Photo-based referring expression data
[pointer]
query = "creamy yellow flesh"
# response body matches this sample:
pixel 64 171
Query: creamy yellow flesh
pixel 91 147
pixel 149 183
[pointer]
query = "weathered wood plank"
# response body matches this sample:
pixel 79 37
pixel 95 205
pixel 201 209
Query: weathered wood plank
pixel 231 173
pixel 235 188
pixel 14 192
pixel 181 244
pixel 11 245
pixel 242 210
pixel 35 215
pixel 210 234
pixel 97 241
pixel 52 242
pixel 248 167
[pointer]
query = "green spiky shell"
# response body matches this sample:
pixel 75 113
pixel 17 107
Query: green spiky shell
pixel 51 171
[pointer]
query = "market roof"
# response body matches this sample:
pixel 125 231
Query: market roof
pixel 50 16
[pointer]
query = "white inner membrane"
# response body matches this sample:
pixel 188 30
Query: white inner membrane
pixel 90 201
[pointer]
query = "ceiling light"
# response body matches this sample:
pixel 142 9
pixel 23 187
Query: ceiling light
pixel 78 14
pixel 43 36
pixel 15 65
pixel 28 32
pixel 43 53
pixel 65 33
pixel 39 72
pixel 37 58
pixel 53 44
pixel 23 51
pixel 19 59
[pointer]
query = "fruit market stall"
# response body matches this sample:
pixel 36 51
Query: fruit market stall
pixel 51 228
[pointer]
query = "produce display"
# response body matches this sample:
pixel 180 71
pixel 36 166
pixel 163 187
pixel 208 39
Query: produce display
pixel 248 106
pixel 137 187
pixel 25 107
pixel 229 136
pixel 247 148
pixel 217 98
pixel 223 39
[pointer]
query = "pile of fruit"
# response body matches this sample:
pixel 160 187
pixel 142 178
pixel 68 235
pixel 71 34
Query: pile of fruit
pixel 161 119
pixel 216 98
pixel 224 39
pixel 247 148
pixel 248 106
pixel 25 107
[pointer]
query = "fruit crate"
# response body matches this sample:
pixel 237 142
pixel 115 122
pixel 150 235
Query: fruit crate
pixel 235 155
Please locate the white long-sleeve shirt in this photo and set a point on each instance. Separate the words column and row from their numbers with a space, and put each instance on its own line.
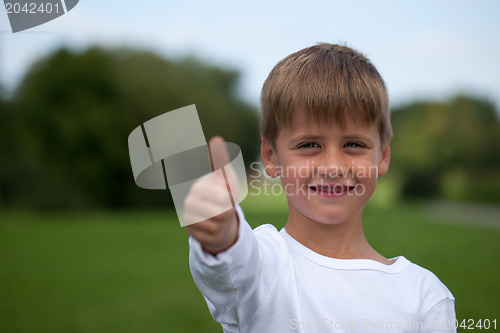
column 269, row 282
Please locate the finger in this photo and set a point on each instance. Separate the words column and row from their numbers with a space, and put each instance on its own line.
column 218, row 152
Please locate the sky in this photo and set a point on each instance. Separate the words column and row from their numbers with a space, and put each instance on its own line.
column 423, row 49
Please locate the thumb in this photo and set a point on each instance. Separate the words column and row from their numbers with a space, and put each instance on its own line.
column 219, row 156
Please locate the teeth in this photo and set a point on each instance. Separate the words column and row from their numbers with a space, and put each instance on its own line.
column 332, row 188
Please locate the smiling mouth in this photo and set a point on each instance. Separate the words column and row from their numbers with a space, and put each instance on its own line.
column 331, row 189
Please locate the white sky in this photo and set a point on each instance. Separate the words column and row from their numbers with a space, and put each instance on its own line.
column 422, row 48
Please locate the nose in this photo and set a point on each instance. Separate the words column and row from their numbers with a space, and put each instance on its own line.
column 331, row 163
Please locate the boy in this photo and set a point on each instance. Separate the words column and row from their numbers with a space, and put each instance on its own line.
column 325, row 132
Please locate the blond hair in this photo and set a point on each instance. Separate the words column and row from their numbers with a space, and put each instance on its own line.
column 332, row 84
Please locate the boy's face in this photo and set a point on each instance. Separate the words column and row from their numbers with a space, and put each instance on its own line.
column 328, row 173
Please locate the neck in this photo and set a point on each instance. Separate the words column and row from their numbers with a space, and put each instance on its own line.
column 344, row 240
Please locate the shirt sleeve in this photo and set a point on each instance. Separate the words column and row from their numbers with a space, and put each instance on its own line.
column 233, row 282
column 441, row 318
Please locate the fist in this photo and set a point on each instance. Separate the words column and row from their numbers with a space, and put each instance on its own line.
column 210, row 200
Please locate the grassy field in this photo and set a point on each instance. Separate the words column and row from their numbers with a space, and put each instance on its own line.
column 127, row 271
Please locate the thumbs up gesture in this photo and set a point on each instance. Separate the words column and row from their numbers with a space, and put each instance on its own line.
column 211, row 196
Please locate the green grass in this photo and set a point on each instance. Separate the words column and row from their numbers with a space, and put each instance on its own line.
column 128, row 271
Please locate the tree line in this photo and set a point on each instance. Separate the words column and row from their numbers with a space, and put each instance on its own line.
column 64, row 131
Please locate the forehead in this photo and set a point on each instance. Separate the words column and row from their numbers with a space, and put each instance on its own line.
column 301, row 123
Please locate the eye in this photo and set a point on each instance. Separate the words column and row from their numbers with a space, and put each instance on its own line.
column 308, row 145
column 354, row 144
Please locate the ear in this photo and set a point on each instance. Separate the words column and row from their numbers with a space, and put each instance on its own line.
column 268, row 158
column 383, row 163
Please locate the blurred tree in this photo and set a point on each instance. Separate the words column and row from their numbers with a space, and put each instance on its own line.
column 447, row 150
column 70, row 118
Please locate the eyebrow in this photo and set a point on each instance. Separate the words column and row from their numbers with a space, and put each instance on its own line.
column 318, row 137
column 306, row 137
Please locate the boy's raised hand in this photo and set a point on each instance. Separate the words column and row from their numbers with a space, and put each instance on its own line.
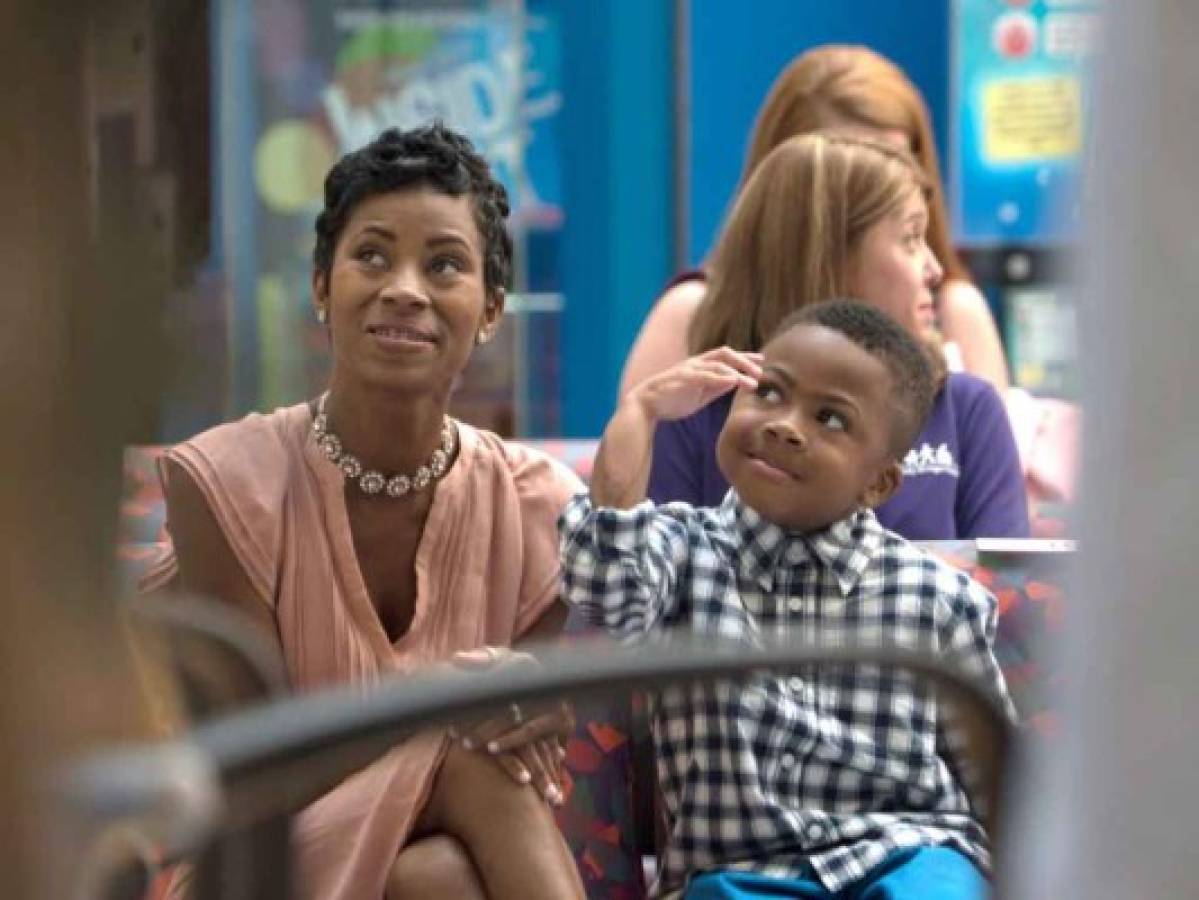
column 694, row 382
column 621, row 471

» TASK TO COMPLETE
Copy every record exactly, dropping the images.

» SOLUTION
[pointer]
query = "creamy yellow flesh"
# response body matches this sample:
pixel 64 171
Query: creamy yellow flesh
pixel 91 147
pixel 149 183
[pointer]
query = "weathered wood plank"
# response body matches this sample:
pixel 79 37
pixel 95 205
pixel 201 209
Query: weathered wood plank
pixel 231 173
pixel 235 188
pixel 14 192
pixel 181 244
pixel 11 245
pixel 242 210
pixel 35 215
pixel 210 234
pixel 97 241
pixel 52 242
pixel 248 167
[pointer]
query = "green spiky shell"
# response body matches this sample:
pixel 75 113
pixel 17 107
Query: green spiky shell
pixel 51 171
[pointer]
query = "market roof"
# response body matches this sample:
pixel 125 231
Query: market roof
pixel 50 16
[pointer]
query = "white inner membrane"
# response body matches this sample:
pixel 188 30
Query: white inner membrane
pixel 90 201
[pointer]
query = "ceiling light"
# response body matches this sample:
pixel 142 9
pixel 23 187
Query: ceiling light
pixel 78 14
pixel 43 36
pixel 15 65
pixel 28 32
pixel 43 53
pixel 65 33
pixel 39 72
pixel 37 58
pixel 53 44
pixel 23 51
pixel 19 59
[pointer]
query = "fruit market stall"
# response body matches this sample:
pixel 36 51
Query: fruit market stall
pixel 51 228
[pointer]
query = "produce display"
# response body matches this sample:
pixel 180 71
pixel 36 166
pixel 163 187
pixel 208 39
Query: produce display
pixel 248 106
pixel 137 187
pixel 25 107
pixel 229 136
pixel 247 148
pixel 217 98
pixel 223 39
[pointer]
query = "pile of fruit"
# response body matches this sample:
pixel 160 187
pixel 142 178
pixel 68 235
pixel 71 34
Query: pile of fruit
pixel 161 119
pixel 216 98
pixel 224 39
pixel 247 148
pixel 248 106
pixel 25 107
[pointer]
query = "fruit crate"
# response body matches this sample:
pixel 237 142
pixel 115 122
pixel 150 235
Query: fruit crate
pixel 235 155
Please locate the white long-sleeve shirt in this photo and set a point on each instance. Separate the words column and row from their numbers with a space, and put each instance on its own line.
column 269, row 282
Please locate the finger in this photo and set a point on each instance. Separate the words column and row from their numbers with a space, and put each instance on its own line.
column 218, row 152
Please locate the sky in this photo and set a point on each instance. Separate the words column and row from their numbers with a space, and put each instance on its own line.
column 423, row 49
Please locate the thumb in this photo and set a point on each instance. Separate the words column and row from their numbers with a space, and put each instance on its own line.
column 219, row 156
Please locate the teeth in this photo and set a point on each instance. Separate the words column and row from their numbers with a space, and put each instance on its own line.
column 332, row 188
Please locate the smiling mouth in this photo and set a point on each instance. Separate the words column and row from their numbers with a space, and put each instance on its own line.
column 331, row 189
Please locate the white sky in this photo and set a point on each instance. Separate the words column and row from their numbers with a space, and put each instance on its own line.
column 422, row 48
Please locate the nose in this photo and set a point on each instance. Separate the words column and row from their numbers with a space, and put each instance on its own line.
column 331, row 163
Please locate the boy in this photo and set a point on each instance. Separate the words column and row from their numbers with a space, and put each instance on its own line.
column 325, row 132
Please locate the blond hair in this photo and set a point on each instance. Separate the words column and row from their numbers with a space, and put each instance on its own line.
column 332, row 84
Please locate the boy's face in this photo and set a point on each instance. Separate the words column and row from their numbers with a space, and put each instance on its own line.
column 328, row 173
Please locate the neck in this photo and set a point on each instance. Separate the words column and row from their numbers with a space, and put each instance on its own line.
column 344, row 240
Please locate the shirt sleeve in this photo and set a point on each instance. Separate the words column and row from their numbers with a space, and put each instance on its own line.
column 233, row 282
column 441, row 318
Please locate the fist in this photo and set a point on each instance. Separate the words column and row from their numbers with a space, and put each instance on its own line.
column 210, row 200
Please locate the grassy field in this photo and set a point on each instance. Separate the words column and row from their numbers with a space, and put each instance on its own line.
column 127, row 271
Please locate the thumbs up gesture in this photo and set a point on each instance. Separate the words column and row from their numbers with a space, and put each instance on its own line.
column 211, row 196
Please locate the green grass in this photo and set a point on each instance. Separate the words column and row from their numbers with a space, and put each instance on its own line.
column 128, row 271
Please locate the tree line in this photo and set a point on each instance. Separate the words column and row from their numbers with a space, and put each instance on its own line.
column 64, row 131
Please locate the forehead in this photo and set a point on each instance. Separate the words column and row from their numbers with a space, and put each instance on its own line.
column 301, row 123
Please locate the eye in this photo and set a point on each instance. Separate the words column and row from their numbers with a space, and put each instance on its own line.
column 308, row 145
column 354, row 144
Please locate the ear in this photo and set a point on each instance. Separate the words column and row from their numbers with a space, and put each instance on its own line.
column 268, row 158
column 383, row 163
Please locate the blurred tree in this photo and set a point on each instance. Separate the words column and row from their numbers with a space, and put each instance on its own line.
column 447, row 150
column 70, row 118
Please locate the eyebrow in this photo and set a point on each instance. Separate the words column and row from their numbers with a space, and put each instance on its own line.
column 318, row 137
column 306, row 137
Please locate the boy's raised hand in this photo and set a point on each instance. Separate the words column and row from their numbers with a space, and put each instance on its own line.
column 694, row 382
column 621, row 471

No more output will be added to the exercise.